● About this exercise: Only some lines are wanted. Transcribe, exactly, the lines below from the line with "Pick out a point on every instance of the chimney" up to and including the line with "Pick out a point on every instance of the orange".
** The records follows **
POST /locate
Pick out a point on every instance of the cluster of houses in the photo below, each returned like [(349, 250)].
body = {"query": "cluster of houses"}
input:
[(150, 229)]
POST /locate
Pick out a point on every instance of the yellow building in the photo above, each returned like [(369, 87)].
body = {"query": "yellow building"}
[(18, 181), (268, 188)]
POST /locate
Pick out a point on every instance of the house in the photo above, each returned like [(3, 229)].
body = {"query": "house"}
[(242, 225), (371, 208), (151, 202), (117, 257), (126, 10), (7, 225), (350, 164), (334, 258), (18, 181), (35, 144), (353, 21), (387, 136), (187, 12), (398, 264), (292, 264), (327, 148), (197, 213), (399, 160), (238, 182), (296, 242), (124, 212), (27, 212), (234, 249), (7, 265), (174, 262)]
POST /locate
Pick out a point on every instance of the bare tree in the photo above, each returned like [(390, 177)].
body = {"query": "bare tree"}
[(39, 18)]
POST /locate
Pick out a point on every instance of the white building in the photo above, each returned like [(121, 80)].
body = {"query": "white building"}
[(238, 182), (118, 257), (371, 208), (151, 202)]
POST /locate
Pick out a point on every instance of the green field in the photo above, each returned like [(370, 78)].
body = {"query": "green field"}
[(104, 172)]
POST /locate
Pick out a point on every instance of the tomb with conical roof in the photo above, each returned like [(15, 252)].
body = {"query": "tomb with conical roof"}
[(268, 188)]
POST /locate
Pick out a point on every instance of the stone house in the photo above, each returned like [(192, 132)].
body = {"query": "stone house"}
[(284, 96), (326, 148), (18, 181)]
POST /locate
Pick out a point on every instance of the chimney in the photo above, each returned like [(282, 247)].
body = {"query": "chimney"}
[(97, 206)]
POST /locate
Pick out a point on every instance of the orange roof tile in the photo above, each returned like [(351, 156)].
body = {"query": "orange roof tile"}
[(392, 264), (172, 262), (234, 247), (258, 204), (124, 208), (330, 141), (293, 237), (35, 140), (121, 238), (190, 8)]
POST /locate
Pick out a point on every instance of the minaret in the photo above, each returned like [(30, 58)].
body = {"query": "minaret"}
** End of The records **
● Result:
Pick out a point on every instance of the chimney in the photo above, each returned like [(282, 247)].
body = {"query": "chimney"}
[(97, 206)]
POST /locate
Pick out a point on every instance of the orange roof tile in the photo above, each returned like [(351, 156)].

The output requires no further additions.